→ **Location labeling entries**
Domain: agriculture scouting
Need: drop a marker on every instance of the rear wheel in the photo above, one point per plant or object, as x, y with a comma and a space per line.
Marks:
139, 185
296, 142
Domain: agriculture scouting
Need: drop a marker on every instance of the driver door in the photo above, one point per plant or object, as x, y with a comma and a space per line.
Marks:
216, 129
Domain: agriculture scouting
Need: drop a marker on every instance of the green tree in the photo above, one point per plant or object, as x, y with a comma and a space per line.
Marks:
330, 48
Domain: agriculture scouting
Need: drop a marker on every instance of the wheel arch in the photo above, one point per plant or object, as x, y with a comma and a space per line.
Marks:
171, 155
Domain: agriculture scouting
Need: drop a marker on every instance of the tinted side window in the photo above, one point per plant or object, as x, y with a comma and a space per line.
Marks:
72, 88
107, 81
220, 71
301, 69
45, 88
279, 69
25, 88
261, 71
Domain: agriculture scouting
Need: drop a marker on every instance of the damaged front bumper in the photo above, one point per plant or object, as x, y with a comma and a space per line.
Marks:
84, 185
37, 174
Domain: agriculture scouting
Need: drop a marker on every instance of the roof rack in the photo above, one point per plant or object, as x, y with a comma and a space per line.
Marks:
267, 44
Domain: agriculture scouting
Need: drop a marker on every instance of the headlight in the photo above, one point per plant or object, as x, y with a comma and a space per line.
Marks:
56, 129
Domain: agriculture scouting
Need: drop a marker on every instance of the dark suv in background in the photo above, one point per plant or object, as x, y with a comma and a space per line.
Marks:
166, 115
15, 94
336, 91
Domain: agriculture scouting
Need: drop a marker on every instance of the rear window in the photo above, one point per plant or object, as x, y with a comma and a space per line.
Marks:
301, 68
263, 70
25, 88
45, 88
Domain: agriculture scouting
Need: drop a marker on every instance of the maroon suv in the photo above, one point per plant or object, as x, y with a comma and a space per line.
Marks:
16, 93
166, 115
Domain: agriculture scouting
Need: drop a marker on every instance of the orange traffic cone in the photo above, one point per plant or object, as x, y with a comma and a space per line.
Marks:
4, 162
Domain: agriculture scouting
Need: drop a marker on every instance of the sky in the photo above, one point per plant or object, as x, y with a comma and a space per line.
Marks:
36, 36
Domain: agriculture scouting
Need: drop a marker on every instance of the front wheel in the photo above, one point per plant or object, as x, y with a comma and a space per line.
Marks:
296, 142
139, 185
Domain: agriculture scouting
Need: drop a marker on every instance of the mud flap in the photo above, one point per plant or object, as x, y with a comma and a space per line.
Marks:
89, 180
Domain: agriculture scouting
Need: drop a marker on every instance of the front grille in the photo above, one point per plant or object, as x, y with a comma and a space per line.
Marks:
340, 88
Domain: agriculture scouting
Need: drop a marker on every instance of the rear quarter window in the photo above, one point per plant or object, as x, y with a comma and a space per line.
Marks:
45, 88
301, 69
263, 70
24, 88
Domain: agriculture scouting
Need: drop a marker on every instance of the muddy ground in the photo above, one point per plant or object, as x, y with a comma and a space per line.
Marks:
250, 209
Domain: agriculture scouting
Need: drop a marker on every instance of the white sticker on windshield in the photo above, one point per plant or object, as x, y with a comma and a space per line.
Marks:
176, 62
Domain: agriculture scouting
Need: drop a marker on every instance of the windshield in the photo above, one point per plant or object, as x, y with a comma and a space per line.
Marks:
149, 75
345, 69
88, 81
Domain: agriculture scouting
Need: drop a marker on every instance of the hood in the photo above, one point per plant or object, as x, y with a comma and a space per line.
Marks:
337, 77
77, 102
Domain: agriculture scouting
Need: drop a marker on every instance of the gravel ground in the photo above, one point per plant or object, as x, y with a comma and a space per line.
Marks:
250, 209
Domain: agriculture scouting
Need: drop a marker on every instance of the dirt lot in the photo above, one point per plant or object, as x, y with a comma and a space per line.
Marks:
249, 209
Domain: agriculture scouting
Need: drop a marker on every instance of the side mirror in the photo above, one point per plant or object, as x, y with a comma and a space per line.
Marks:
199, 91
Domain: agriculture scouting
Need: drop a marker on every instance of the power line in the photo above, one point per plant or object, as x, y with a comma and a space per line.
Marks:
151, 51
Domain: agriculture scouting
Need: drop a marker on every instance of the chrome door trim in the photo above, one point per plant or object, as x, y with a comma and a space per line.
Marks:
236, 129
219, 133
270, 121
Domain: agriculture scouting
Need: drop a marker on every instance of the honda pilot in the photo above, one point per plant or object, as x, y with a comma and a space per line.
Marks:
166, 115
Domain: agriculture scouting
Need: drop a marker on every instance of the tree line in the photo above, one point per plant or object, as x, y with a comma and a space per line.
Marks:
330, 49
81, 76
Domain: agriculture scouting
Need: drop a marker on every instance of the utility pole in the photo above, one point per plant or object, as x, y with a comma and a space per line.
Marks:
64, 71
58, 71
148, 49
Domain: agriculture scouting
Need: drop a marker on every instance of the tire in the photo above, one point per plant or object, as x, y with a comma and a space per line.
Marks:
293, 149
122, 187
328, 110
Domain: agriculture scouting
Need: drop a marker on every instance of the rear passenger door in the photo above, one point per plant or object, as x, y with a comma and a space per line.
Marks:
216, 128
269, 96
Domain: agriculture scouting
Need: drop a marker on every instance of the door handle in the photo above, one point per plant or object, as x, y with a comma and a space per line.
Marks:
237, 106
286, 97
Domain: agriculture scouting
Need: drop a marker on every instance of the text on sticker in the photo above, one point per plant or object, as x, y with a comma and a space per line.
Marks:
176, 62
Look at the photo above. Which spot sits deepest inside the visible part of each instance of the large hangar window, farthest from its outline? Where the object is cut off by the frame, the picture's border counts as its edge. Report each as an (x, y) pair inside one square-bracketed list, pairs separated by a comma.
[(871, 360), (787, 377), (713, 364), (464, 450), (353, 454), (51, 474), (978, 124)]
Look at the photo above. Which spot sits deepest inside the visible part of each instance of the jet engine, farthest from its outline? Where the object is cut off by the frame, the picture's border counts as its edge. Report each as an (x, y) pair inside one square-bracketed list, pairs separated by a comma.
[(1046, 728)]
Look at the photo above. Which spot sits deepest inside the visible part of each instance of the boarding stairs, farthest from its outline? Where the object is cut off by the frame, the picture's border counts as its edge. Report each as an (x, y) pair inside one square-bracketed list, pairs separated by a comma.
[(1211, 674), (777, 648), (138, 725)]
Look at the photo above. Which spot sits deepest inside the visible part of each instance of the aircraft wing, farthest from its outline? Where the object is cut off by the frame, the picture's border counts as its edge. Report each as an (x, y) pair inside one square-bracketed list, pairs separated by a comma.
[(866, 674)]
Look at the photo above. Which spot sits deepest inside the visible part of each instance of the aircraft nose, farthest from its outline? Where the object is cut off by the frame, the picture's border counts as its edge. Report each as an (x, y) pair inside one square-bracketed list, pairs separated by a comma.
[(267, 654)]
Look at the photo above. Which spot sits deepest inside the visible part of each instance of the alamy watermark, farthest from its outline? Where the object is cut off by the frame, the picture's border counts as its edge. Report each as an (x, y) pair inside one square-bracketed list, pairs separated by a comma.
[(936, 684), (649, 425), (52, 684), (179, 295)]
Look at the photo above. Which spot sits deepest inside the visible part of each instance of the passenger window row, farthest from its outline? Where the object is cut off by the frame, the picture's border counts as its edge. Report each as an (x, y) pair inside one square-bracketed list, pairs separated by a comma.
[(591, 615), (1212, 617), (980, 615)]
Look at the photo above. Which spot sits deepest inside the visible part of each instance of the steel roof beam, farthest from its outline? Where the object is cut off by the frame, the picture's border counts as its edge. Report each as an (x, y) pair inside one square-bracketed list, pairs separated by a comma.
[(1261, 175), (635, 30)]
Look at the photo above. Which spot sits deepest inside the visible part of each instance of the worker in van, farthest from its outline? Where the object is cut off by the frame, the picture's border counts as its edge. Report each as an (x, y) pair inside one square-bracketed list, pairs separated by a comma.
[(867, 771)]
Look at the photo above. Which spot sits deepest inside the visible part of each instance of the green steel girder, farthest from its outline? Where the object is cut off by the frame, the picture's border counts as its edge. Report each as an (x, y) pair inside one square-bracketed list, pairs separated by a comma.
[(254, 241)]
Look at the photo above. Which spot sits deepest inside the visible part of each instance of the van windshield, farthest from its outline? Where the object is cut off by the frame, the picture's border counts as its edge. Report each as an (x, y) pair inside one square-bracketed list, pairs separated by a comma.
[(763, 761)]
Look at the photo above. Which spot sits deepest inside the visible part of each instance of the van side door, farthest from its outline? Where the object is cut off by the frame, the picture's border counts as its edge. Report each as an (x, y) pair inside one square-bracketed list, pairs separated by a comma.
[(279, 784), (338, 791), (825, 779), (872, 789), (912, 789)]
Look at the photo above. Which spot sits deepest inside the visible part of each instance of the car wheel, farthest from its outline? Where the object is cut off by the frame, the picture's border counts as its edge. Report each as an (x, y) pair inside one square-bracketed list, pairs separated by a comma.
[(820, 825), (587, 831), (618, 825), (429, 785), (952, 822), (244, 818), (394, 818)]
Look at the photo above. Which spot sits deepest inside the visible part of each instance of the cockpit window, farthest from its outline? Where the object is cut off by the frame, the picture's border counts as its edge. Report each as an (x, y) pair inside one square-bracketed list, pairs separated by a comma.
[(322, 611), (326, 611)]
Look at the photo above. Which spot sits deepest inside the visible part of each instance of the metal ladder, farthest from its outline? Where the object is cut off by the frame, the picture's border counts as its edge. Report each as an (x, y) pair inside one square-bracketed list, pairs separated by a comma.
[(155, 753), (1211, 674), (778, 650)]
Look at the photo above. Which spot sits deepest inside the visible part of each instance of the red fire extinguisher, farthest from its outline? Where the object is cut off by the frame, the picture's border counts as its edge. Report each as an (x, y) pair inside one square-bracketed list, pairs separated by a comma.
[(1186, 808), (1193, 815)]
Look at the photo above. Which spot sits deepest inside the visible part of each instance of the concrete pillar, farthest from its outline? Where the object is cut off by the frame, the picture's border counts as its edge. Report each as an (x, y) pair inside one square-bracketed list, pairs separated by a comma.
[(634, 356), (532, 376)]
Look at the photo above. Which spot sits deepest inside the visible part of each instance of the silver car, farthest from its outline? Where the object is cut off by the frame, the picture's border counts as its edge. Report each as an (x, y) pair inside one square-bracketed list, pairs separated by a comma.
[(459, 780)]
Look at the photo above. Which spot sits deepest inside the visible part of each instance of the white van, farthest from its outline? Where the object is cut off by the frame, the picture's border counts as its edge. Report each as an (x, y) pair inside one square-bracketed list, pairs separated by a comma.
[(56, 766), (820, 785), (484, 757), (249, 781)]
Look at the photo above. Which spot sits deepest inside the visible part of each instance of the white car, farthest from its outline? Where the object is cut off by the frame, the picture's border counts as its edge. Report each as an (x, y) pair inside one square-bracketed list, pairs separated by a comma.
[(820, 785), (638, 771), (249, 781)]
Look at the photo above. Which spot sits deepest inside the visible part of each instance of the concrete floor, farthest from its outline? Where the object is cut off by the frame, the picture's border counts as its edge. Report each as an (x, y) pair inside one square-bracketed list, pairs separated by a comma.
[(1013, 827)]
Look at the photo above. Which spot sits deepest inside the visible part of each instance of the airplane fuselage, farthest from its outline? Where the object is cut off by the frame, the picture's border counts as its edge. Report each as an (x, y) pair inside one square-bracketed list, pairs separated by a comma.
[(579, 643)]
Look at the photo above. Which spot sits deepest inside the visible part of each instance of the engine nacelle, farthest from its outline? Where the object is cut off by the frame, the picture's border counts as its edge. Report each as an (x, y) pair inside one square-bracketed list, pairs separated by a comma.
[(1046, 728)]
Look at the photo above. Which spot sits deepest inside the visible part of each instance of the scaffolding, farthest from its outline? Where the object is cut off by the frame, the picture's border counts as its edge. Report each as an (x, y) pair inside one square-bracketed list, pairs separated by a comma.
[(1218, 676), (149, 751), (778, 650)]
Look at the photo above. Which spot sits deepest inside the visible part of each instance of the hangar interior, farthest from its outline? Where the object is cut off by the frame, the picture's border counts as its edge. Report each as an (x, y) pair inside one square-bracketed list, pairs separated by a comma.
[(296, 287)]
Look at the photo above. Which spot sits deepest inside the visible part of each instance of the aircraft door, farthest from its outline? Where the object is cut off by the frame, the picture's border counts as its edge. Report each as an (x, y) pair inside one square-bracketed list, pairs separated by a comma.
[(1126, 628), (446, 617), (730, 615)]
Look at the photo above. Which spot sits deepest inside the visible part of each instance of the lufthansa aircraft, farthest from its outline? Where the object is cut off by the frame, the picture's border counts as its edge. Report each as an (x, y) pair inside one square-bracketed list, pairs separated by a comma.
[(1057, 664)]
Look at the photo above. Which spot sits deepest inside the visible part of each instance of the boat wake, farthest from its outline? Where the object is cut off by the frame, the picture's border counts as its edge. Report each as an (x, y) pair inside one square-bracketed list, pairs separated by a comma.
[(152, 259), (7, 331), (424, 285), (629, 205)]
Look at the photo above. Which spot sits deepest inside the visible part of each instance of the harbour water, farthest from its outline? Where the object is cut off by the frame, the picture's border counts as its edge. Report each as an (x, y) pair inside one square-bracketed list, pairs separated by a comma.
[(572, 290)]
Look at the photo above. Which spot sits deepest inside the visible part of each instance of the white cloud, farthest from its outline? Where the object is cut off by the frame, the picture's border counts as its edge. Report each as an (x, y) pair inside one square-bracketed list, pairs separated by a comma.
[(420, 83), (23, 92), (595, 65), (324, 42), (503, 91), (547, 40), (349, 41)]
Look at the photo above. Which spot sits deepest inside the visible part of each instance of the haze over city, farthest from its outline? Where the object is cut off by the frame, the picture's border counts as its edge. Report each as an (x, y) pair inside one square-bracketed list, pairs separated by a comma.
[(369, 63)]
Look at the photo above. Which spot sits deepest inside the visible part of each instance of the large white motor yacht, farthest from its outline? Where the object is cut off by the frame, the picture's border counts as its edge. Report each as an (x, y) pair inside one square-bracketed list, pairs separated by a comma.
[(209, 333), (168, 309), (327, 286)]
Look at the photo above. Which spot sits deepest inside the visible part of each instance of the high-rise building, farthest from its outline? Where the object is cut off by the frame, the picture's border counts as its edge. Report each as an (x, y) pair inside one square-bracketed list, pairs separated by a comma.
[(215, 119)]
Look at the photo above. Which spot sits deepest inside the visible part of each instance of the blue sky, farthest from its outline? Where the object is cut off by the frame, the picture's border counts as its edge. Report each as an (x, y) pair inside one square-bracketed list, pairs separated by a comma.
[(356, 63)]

→ **EXERCISE DESCRIPTION**
Can you output the entries starting with the line containing "of the blue" and going on through the end of the entries as a two-column CSV with columns request and answer? Use one row per entry, put each field in quotation marks, and turn any line breaks into spaces.

→ **THE ANSWER**
request,answer
"Look at the photo above. Which spot sits deepest inside the visible part of each instance of the blue sky, farthest from its outline? Where the object is cut off by the frame, the picture's border counts as its edge. Report each as an (x, y) pair inside one square-bracketed list, pairs separated by a comma.","[(356, 63)]"